■ WHAT THE TASK ASKS ■
Switch "one point per instance" to "a single point for each instance" everywhere in the records, leaving everything else unchanged.

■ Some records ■
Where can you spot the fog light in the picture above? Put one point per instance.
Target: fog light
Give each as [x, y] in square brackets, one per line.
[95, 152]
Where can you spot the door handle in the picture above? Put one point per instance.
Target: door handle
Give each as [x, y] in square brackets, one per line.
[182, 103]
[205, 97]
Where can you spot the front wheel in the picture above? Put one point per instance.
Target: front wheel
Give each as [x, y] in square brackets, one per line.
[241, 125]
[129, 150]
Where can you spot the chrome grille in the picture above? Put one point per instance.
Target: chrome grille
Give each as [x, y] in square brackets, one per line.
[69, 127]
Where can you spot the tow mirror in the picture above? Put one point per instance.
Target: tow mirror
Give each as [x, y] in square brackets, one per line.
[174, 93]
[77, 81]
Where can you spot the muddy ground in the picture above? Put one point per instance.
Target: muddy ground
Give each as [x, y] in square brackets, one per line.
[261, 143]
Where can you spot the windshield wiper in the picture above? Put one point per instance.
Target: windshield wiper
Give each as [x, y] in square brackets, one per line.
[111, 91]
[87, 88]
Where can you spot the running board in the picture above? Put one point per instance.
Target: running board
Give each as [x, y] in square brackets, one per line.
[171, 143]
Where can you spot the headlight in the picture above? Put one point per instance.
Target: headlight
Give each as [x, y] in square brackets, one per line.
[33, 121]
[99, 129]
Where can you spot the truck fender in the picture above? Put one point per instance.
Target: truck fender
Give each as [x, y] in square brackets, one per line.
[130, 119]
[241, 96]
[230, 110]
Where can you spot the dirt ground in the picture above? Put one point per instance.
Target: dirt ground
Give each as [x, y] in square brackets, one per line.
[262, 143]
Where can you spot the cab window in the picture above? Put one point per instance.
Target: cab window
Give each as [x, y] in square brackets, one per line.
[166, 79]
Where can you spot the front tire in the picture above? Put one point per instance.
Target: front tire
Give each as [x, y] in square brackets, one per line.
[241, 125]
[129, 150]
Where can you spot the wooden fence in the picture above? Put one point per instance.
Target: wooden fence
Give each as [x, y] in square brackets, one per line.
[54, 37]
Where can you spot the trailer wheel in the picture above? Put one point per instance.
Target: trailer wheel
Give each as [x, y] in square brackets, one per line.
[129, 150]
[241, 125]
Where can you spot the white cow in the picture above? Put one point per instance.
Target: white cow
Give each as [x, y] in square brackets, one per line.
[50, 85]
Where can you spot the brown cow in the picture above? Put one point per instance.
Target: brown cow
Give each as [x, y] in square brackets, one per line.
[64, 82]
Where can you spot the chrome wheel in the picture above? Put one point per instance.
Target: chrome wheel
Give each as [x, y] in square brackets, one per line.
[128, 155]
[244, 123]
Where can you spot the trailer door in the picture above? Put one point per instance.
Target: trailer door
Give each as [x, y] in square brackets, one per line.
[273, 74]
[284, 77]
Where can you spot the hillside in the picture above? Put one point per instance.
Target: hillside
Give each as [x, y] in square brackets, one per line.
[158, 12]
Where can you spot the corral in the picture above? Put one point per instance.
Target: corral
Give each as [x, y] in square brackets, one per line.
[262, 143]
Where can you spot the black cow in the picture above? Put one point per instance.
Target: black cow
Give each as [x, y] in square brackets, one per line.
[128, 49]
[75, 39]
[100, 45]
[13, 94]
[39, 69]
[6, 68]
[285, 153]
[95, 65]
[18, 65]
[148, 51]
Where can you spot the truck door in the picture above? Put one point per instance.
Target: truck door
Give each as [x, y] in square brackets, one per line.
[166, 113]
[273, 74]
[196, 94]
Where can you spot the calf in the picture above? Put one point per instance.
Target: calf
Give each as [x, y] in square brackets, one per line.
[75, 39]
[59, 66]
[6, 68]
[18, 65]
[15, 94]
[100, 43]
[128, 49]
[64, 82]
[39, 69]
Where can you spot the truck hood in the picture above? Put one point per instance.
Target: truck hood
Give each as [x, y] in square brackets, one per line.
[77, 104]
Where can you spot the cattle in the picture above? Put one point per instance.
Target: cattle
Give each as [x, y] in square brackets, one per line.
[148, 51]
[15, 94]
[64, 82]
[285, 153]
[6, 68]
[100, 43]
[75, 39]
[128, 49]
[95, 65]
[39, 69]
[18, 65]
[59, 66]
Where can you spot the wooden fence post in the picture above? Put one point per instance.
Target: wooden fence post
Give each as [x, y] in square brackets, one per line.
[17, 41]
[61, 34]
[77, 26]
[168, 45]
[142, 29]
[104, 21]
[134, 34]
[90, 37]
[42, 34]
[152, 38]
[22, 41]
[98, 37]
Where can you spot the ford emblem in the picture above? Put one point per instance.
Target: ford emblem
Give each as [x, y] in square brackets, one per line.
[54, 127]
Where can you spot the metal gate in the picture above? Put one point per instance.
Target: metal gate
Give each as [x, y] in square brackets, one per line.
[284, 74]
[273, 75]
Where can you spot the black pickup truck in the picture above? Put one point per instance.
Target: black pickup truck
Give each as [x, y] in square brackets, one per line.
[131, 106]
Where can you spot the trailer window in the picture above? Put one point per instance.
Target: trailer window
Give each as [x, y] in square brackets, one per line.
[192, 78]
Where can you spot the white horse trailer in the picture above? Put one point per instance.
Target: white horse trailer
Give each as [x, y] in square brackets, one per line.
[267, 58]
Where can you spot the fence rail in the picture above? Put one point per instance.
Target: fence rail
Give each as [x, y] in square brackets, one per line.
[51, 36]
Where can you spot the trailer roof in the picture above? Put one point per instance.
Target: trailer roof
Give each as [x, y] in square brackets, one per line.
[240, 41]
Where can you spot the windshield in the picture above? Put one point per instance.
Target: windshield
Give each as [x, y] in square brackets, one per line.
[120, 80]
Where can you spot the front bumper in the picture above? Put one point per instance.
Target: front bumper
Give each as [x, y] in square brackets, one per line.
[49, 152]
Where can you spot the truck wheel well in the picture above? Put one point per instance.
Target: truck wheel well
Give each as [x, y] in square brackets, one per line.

■ ANSWER TO THE PROBLEM ■
Where can you spot the fog light in the picture above? Put a single point for each instance.
Target: fog light
Give each as [x, y] in square brackets, one per line.
[95, 152]
Where can you spot the door handle in the picture above? Put a single point for each instance.
Target: door handle
Give each as [x, y] in square brackets, one per line.
[182, 103]
[205, 97]
Where can you spot the front wheel in the picture above? Put a single point for each instance.
Target: front wheel
Give each as [x, y] in square brackets, one per line.
[241, 125]
[129, 150]
Where can you spot the chrome grille in the picture above? Put a single point for each instance.
Target: chrome grille
Give each as [x, y] in square brackets, one per line.
[69, 127]
Where can you spot the tow mirror in the picture above? Put a single point for each instance.
Target: tow mirror
Give each as [x, y] in square brackets, one per line.
[174, 93]
[77, 81]
Where can you spot the muddy ground in the picture above? Put a single point for each instance.
Target: muddy ground
Give each as [x, y] in square brackets, one per line.
[261, 143]
Where can you spot the windshield wiper in the picture above? Put a single point for each instance.
Target: windshield wiper
Give each as [x, y] in square brackets, one per line.
[111, 91]
[87, 88]
Where can you spot the running board in the picture above? Put a single point for each instance.
Target: running board
Give each as [x, y] in square brackets, one per line.
[171, 143]
Where can you spot the headlight in the picture above? Put a single point for each instance.
Target: headlight
Give each as [x, y] in square brackets, one per line.
[33, 121]
[99, 129]
Where can you spot the truck fender in the picture above? Put a single point for each instance.
Target: truck fender
Give each as [x, y] in square brackets, one per line.
[130, 119]
[241, 96]
[230, 110]
Where can you spot the dirt ground in the picture above? Put a single point for each instance.
Target: dirt ground
Give each as [x, y] in square brackets, one per line.
[262, 143]
Where can you spot the cab window in the picture above? Put a single point for each instance.
Target: cab window
Give each as [x, y] in square brackets, one per line.
[166, 79]
Where can you spot the front tire in the picture above? Put a single point for each instance.
Target: front tire
Give each as [x, y] in square brackets, one per line.
[241, 125]
[129, 150]
Where can you spot the wooden fence in the picture above? Put a single point for each instance.
Target: wooden fence
Give each as [x, y] in square brackets, one per line.
[54, 37]
Where can you spot the trailer wheel in the picture above? Put a single point for each instance.
Target: trailer wheel
Give each as [x, y] in square brackets, one per line.
[129, 150]
[241, 125]
Where can you spot the white cow in the picture above? Put a single point for each instance.
Target: white cow
Give each as [x, y] in square brackets, one per line.
[50, 85]
Where can you spot the brown cow in the picture above? Put a single point for each instance.
Target: brown cow
Give each as [x, y] in square brackets, one per line.
[64, 82]
Where can you spot the chrome wheel in the picture above? Put a single point for each instance.
Target: chrome wheel
Give each as [x, y] in square brackets, one per line.
[128, 155]
[244, 123]
Where can you spot the trailer door in the picture above? Put a single point for each instance.
Target: trailer door
Give each as [x, y] in square brackets, one per line.
[273, 74]
[284, 77]
Where can you spot the hillside in the picture above? Put a single point for each instance.
Target: hillside
Give each as [x, y] in square brackets, one per line.
[158, 12]
Where can you spot the corral in the picture above? Put a single point for each instance.
Target: corral
Give each as [x, y] in square brackets, one per line.
[262, 143]
Where can you spot the black cow in the picture above? Put a single point for each instance.
Target: black cow
Give each as [x, y] in square brackets, one per line.
[128, 49]
[75, 39]
[100, 45]
[13, 94]
[39, 69]
[6, 68]
[285, 153]
[95, 65]
[18, 65]
[148, 51]
Where can you spot the truck door in the picture above? Put a single point for each instance.
Target: truck door
Give each as [x, y] in square brackets, one per line.
[166, 113]
[273, 74]
[196, 94]
Where can you spot the calf in the picture above? Put a single point for each instance.
Target: calf
Give each as [x, y] in square brackets, one per line.
[75, 39]
[59, 66]
[6, 68]
[18, 65]
[15, 94]
[100, 43]
[128, 49]
[64, 82]
[39, 69]
Where can you spot the truck hood in the picture above? Put a single point for each instance.
Target: truck hood
Give each as [x, y] in square brackets, one per line.
[77, 104]
Where can you spot the cattle in the picture above? Put a single point for each instance.
Target: cattle
Give each as [x, y] in square brackets, one per line.
[148, 51]
[15, 94]
[64, 82]
[285, 153]
[6, 68]
[100, 43]
[75, 39]
[128, 49]
[95, 65]
[39, 69]
[18, 65]
[59, 66]
Where can you spot the wooden fence post in the picture above? Put a single point for each instance.
Target: wooden fence post
Give each as [x, y] in square brackets, one per line.
[17, 41]
[61, 34]
[77, 26]
[168, 45]
[142, 29]
[104, 21]
[134, 34]
[90, 37]
[42, 34]
[152, 38]
[22, 41]
[98, 37]
Where can you spot the ford emblem in the picture above? Put a single point for each instance.
Target: ford emblem
Give each as [x, y] in square brackets, one per line.
[54, 127]
Where can you spot the metal gate in the picture above? Put a single point for each instance.
Target: metal gate
Give each as [x, y] in square brackets, one per line.
[284, 74]
[273, 75]
Where can you spot the black pickup truck in the picture above? Put a single point for each instance.
Target: black pickup truck
Give each as [x, y] in square brackets, one per line.
[131, 106]
Where can you spot the trailer window in the picture above? Put a single point for each instance.
Target: trailer window
Give each as [x, y] in square brackets, one per line.
[192, 78]
Where can you spot the white horse trailer in the picture above? Put a single point for each instance.
Target: white horse trailer
Give each as [x, y] in square brackets, one per line.
[267, 58]
Where can you spot the fence rail in the picture above? Put a single point for each instance.
Target: fence rail
Give each as [x, y] in square brackets, one per line.
[51, 36]
Where can you spot the trailer roof in the picture above? Put a single point for each instance.
Target: trailer roof
Give each as [x, y] in square brackets, one per line.
[240, 41]
Where can you spot the windshield in the picture above? Put a single point for each instance.
Target: windshield
Give each as [x, y] in square brackets, one per line.
[120, 80]
Where can you spot the front bumper in the picture above? Put a single point for each instance.
Target: front bumper
Give each as [x, y] in square brackets, one per line.
[49, 152]
Where can you spot the truck wheel well in the picture above? Put a single point for each instance.
Target: truck wheel well
Give each as [x, y] in square brackets, one per line.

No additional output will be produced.